◆ Source text
——

Orange Blossom Special

Guitar Version

I recorded this as a 3-piece band. This version of Orange Blossom Special was recorded by the Hellecasters. Our version is a cover of their arrangement. The guitar uses a delay to repeat each note played.

Jamie Johns - guitar
Lynn Brown from the Well Hungarians (St. Louis) - drums
Keith Reding (me) - bass

Two MXL 993 overhead stereo mics on the drums and a Shure beta 52 for the kick.

The tele guitar used a Fender Pro Jr. amp mic’d with a Shure beta 57.

The bass was run into a Samson tube preamp then straight into the recorder (Presonus Firepod).

N-track as the recording mixer. Not much effects except for a little reverb on the overhead drum mics and some compression.

Rather simple setup.

Here’s the link.

This song is really fast so hold on! :D


This is one #3|| of a performance! Well, the guitarist blows a couple of notes here and there, but who cares as long as the track rocks at a blistering pace -great cover! :D

One suggestion: I noticed the guitar is rather dynamic, which is great, as it helps get a flow into the song, whereas the drums stays at excactly the same level througout the track. Try doing a mix where the drums follow the guitar level dynamics up and down - nothing excessive, a couple of dB goes a long way - but the musicians may sound that much more ‘together’ when mixed that way. Don’t touch the bass level, as it provides the ground of the track. Try also to do another mix where the drums compliment the guitar in level. (i.e. the guitar goes up in level - the drums go down)

——

◆ Stated problem A
State how many lines of the entries contain the string "ceiling", treating case as significant, and reply with that number alone.
The text and the entries that follow it were taken from unrelated sources.

——

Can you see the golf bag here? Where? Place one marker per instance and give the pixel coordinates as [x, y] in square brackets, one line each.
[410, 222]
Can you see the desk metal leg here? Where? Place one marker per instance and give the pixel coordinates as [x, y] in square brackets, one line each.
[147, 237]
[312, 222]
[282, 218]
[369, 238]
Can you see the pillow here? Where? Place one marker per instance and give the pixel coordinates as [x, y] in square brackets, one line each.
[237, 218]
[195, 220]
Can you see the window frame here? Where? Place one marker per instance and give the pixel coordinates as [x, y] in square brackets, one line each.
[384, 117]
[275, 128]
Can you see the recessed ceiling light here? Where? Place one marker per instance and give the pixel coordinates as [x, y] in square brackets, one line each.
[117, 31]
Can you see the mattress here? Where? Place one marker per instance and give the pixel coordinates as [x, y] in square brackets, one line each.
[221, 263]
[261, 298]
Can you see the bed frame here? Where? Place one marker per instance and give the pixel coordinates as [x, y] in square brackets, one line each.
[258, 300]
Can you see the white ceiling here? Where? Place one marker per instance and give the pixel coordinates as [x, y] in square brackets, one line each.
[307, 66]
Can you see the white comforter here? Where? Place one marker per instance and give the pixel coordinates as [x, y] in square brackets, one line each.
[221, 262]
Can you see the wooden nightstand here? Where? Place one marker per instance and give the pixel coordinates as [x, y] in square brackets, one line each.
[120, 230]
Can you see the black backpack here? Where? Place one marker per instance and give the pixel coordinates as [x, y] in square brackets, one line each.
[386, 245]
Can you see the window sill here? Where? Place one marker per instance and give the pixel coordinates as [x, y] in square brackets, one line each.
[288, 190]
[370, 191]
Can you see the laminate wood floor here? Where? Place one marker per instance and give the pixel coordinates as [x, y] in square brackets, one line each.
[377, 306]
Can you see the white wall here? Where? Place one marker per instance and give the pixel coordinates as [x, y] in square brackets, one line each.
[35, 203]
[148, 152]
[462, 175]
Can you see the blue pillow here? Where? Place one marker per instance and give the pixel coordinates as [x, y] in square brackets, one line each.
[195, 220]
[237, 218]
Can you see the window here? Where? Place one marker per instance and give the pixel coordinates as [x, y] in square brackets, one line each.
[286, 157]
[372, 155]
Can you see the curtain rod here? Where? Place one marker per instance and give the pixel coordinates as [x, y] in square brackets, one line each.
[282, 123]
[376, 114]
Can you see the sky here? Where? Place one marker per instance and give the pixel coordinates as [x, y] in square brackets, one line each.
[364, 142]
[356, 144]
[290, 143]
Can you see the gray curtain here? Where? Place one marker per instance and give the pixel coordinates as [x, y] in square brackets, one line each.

——

◆ Stated problem B
According to the post on recording Orange Blossom Special, which amplifier was used for the tele guitar?

◆ Full response A
2

◆ Full response B
A Fender Pro Jr. amp.